Extract to read:

.....

ADI IGNATIUS: So I want to shift here a little bit and talk about some of the challenges of running a tech company in 2023. And for starters, how do you keep up with constantly shifting demand for new products, for new services? And how do you build a management team that can imagine the future and keep pace with so much change?
JENSEN HUANG: Well, you got to learn. First of all, we’re surrounded by people who are expert in the art, in the fundamental and the foundational parts of computer science and they could be compiler experts or they could be chip design experts, or they could be processor design experts or interconnect experts or so on and so forth. And so you’ve got experts all over your company and they’re the best in the field of what they do. Meanwhile, you want your company to be as alert as possible. And so the ability for information to be moving freely in your organization without being trapped in silos is something that’s really important as the company gets larger and larger. Especially when the industry’s moving so fast, you want to be alert of very weak signals that could be coming from somewhere. And so it could be a research paper that’s coming out of left field, it could be related to digital biology, it could be related to something in robotics. And somehow that robotics information, it could be generalized in such a way that it could be useful for how we train a chatbot. Maybe reinforcement learning was something that was really invented for articulating and animating stick figures and articulating fingers and things like that and playing a game. But it turns out that reinforcement learning human feedback could be quite useful in fine-tuning a large language model. And so you want to be able to see developments in adjacent fields or even unrelated fields and be able to somehow distill it back down to first principles and then extrapolate it to useful applications in other domains. That fundamental ability of starting from really good foundation, expertise in the company, the ability to stay alert of weak signals, and then being able to go back to first principles when you make some observation, go back to first principles on why is that important, what is the reason, what are the governing dynamics associated with that phenomenon? And then be able to generalize them.
ADI IGNATIUS: Then you have the political issues that affect your business. I’d love to hear you talk about how NVIDIA is coping with the loss of, I think it’s billions of dollars in sales to China partly as a result of US restrictions on sales of sophisticated chips to China.

.....

Collected data entries:
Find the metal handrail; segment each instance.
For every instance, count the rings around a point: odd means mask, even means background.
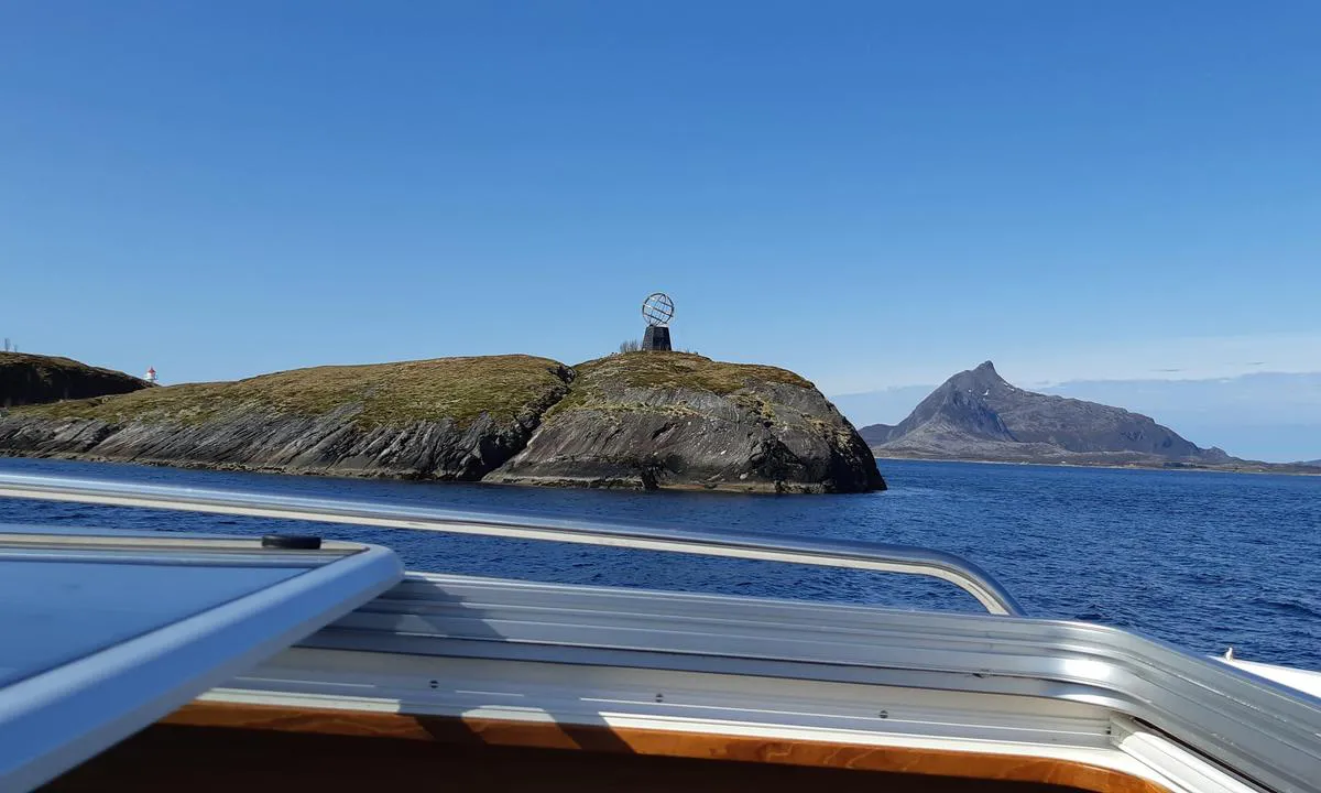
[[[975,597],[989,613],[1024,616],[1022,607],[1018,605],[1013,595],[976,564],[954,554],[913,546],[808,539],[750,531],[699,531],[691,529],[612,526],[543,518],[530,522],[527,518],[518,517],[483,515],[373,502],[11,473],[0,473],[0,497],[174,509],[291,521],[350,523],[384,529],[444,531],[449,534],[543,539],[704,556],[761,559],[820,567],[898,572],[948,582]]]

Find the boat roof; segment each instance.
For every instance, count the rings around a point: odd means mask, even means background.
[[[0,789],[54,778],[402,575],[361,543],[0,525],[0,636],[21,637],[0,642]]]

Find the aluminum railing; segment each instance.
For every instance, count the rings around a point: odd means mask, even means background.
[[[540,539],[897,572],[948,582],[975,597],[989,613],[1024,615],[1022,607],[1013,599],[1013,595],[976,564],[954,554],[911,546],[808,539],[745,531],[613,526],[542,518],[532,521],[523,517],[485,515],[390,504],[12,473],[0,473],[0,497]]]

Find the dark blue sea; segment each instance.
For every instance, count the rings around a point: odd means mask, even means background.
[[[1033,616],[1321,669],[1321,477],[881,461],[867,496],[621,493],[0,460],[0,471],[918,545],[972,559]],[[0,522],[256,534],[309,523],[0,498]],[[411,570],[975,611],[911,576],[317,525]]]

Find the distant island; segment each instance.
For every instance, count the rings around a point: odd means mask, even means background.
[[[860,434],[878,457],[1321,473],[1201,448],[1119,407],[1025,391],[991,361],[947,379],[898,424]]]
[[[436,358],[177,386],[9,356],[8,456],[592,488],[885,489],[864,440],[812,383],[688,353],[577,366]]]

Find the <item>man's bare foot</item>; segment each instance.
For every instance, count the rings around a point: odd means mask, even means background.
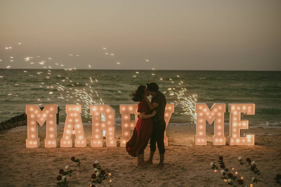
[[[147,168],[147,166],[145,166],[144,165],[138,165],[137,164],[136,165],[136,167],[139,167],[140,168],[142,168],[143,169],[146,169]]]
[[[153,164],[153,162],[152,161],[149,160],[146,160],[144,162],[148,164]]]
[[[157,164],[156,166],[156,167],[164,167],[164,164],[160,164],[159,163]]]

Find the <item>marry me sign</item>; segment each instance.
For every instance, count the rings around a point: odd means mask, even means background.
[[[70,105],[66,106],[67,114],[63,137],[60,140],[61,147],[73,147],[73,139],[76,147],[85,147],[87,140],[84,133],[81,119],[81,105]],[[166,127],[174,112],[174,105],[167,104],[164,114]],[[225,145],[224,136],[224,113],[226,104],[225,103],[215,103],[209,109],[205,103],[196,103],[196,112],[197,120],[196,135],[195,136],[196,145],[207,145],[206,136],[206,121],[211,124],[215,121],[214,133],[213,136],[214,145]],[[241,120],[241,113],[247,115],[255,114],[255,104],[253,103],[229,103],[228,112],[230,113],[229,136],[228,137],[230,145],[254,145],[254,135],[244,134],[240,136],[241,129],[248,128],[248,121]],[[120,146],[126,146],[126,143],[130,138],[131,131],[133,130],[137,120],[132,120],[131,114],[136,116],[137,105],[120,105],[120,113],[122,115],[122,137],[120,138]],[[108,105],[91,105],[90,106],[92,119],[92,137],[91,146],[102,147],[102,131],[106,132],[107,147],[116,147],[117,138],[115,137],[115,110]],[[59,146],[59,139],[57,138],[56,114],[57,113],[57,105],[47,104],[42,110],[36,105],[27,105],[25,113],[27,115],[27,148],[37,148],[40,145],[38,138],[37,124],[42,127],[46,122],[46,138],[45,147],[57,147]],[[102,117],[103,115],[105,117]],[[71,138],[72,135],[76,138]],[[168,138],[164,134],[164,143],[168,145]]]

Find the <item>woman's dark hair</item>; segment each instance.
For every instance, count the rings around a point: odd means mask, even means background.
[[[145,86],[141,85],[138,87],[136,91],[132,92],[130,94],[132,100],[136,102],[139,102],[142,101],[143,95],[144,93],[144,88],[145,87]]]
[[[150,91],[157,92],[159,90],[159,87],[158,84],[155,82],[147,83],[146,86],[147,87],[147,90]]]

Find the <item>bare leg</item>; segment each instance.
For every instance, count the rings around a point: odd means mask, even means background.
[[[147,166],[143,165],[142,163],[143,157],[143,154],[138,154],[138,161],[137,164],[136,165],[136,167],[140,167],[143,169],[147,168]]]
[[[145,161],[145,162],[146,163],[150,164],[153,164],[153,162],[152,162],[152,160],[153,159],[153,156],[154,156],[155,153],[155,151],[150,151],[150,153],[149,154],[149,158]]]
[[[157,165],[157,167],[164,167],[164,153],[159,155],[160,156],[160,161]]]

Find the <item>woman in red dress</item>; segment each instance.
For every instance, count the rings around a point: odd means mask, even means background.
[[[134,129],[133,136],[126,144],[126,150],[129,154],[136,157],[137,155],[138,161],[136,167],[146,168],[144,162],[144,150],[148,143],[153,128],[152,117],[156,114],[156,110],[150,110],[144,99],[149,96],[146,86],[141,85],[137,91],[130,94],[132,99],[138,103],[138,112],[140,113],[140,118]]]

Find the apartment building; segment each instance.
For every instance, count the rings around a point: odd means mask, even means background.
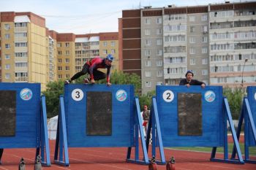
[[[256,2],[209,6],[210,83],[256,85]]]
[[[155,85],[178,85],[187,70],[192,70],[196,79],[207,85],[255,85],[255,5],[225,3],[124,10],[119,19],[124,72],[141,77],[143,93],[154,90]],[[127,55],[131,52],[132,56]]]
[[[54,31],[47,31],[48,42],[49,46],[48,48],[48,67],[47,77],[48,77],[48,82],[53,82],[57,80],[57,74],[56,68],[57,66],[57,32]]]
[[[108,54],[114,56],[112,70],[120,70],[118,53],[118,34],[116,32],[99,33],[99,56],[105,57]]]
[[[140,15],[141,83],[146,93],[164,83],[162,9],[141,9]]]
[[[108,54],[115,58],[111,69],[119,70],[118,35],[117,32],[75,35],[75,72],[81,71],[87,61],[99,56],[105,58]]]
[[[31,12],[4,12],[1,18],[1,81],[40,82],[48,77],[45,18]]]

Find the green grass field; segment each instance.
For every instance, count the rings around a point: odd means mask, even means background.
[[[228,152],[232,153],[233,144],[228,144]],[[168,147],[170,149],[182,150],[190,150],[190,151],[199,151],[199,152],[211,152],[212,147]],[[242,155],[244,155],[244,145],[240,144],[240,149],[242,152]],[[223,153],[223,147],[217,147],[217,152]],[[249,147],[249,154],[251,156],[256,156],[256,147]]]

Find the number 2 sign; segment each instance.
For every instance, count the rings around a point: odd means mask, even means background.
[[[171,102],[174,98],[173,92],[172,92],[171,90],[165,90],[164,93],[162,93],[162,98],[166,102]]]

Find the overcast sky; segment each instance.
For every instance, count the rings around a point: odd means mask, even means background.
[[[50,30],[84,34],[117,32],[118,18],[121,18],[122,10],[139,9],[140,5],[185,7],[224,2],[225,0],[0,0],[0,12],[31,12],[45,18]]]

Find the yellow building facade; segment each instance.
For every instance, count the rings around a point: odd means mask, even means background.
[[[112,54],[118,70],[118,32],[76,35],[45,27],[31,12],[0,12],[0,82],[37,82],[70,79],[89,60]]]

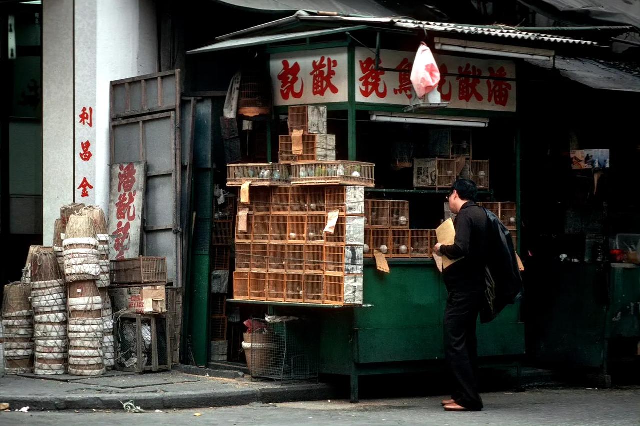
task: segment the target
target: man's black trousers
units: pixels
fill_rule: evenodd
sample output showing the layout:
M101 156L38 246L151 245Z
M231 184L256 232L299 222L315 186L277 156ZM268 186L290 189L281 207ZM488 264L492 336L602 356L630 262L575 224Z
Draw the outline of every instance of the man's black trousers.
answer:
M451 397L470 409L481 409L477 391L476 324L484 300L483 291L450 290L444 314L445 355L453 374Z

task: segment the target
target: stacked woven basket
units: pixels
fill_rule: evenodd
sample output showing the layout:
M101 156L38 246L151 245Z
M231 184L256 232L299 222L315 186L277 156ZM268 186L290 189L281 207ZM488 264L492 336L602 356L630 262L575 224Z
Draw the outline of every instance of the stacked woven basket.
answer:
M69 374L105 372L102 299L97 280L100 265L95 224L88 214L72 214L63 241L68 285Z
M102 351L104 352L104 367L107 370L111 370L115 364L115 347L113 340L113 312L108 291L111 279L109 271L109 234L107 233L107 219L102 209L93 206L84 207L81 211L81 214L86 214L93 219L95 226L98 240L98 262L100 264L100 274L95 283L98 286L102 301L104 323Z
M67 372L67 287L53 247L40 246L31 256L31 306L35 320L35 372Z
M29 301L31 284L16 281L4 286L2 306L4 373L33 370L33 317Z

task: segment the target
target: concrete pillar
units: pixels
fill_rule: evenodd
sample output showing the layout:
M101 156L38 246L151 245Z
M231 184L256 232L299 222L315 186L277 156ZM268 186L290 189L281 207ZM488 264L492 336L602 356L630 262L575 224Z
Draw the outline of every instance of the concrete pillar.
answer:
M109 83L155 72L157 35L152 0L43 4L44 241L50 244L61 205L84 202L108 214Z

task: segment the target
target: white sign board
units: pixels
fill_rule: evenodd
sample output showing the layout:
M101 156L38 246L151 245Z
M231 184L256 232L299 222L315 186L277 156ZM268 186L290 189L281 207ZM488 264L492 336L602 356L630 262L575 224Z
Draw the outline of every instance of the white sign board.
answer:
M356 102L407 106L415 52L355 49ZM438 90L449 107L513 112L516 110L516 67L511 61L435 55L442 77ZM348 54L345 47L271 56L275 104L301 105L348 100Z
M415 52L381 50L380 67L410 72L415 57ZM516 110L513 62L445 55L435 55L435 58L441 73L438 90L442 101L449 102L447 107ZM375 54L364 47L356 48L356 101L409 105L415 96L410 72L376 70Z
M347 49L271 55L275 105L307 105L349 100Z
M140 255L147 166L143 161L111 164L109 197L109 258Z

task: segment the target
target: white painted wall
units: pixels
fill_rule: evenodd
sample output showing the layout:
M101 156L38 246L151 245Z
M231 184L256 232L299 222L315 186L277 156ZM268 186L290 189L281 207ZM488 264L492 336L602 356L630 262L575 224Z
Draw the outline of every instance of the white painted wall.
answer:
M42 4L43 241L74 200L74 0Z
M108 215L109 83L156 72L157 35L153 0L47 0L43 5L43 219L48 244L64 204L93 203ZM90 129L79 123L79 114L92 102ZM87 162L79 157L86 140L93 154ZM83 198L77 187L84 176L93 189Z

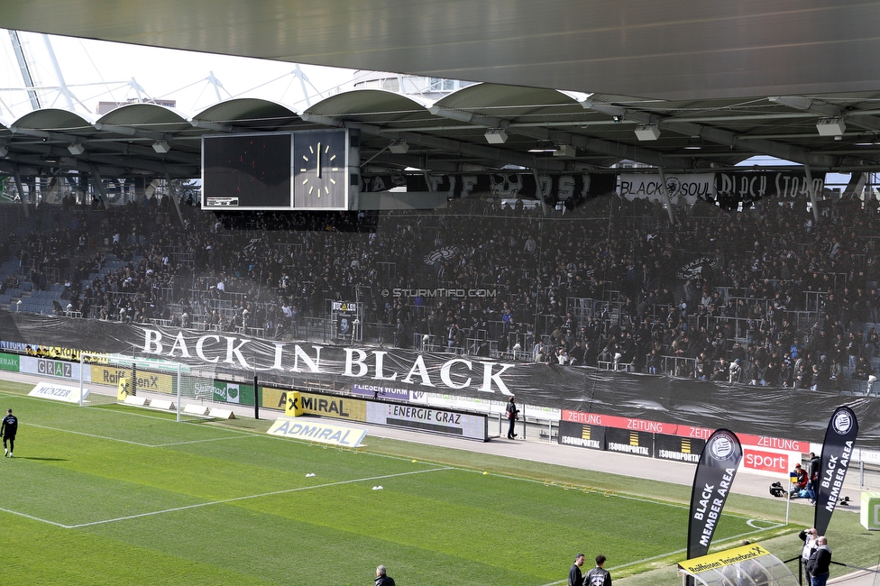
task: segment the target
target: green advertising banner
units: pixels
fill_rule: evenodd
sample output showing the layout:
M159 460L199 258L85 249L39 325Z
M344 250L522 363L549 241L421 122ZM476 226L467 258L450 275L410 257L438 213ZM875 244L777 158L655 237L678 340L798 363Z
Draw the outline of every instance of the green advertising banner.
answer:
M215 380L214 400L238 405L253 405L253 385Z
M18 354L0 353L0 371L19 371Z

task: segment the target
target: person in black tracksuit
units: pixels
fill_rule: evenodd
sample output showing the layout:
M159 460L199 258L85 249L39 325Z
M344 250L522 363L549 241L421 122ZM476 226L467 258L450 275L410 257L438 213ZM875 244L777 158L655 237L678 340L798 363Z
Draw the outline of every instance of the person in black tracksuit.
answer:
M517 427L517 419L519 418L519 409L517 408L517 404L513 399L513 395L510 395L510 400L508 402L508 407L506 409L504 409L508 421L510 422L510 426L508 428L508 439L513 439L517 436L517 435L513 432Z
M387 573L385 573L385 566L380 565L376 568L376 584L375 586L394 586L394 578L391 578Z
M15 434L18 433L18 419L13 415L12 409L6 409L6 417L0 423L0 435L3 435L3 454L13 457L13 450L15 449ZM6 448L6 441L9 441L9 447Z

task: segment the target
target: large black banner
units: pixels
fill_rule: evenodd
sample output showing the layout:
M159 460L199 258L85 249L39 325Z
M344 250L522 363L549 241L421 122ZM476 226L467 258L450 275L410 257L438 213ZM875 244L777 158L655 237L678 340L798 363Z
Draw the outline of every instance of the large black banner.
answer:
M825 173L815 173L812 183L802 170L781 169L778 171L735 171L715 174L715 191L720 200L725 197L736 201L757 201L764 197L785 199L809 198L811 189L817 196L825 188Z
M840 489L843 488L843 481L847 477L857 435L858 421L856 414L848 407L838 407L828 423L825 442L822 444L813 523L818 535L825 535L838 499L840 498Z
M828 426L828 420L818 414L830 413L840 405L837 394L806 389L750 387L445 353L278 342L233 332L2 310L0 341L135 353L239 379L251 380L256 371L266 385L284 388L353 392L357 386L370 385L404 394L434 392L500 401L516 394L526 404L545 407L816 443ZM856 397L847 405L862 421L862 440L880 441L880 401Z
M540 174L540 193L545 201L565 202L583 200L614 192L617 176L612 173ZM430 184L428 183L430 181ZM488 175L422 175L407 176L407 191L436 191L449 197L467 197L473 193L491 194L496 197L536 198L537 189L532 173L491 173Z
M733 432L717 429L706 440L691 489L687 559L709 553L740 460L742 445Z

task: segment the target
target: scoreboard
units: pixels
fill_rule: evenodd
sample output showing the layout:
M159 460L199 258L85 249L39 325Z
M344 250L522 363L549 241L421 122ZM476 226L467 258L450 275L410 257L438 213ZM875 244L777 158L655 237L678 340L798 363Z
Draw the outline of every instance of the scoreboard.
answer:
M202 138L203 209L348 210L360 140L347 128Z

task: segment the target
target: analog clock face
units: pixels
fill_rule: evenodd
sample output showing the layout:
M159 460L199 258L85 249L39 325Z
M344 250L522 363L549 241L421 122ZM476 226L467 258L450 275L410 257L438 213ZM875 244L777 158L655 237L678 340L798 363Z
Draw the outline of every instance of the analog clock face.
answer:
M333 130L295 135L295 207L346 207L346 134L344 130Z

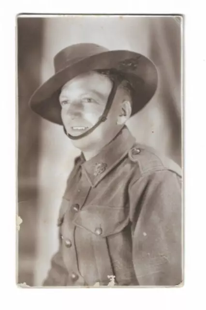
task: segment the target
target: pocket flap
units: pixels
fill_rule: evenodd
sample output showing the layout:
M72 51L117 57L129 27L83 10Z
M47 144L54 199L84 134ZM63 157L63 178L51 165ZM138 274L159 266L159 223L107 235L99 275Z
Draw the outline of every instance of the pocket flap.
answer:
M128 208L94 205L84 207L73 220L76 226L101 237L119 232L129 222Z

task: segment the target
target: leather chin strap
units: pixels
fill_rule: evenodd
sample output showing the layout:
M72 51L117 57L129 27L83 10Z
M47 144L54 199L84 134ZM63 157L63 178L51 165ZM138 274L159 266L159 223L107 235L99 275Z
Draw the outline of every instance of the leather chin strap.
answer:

.....

Tasks to complete:
1. Answer these questions from the Jensen Huang interview.
(a) What year does Adi Ignatius name when he turns to the challenges of running a tech company?
(b) According to Huang, what was reinforcement learning really invented for?
(c) Which country does Ignatius name in connection with lost sales?
2. In the Jensen Huang interview, please take the stretch from "ADI IGNATIUS: Then" through "chips to China." and switch "China" to "Russia" wherever it occurs.
3. Resume the Jensen Huang interview from its last line, with Huang's reply to the question about sales to China.

Exercise responses:
1.
(a) 2023
(b) Articulating and animating stick figures, articulating fingers and things like that, and playing a game.
(c) China

2.
ADI IGNATIUS: Then you have the political issues that affect your business. I’d love to hear you talk about how NVIDIA is coping with the loss of, I think it’s billions of dollars in sales to Russia partly as a result of US restrictions on sales of sophisticated chips to Russia.

3.
JENSEN HUANG: Well, the restriction is a capability restriction. It’s not an absolute restriction. The limitations are related to the performance levels of our GPUs, these are restrictions of CPUs and computers that has gone back a very, very long time. The restrictions limit the level of capability or the amount of computation that a processor can do. The first thing that we have to do is comply with the regulation and understand what the limits are and to the best of our ability offer products in the marketplace to serve customers that can still be competitive while complying with the restrictions. And so the challenge there is that the local markets, especially in China, has a lot of competitors. And so we have to compete in the marketplace while, of course, complying with the regulations that are inspired by national security. And so it’s not easy and it’s a great challenge and the competitors are moving quickly. And so it’s like anything else, you’ve got to stay alert and do the best you can.
ADI IGNATIUS: So it sounds like you’re saying you’re not giving up on that market, you’re finding ways within what’s allowable, finding ways to, if I have you right, create new products or new approaches to that market? Is that fair?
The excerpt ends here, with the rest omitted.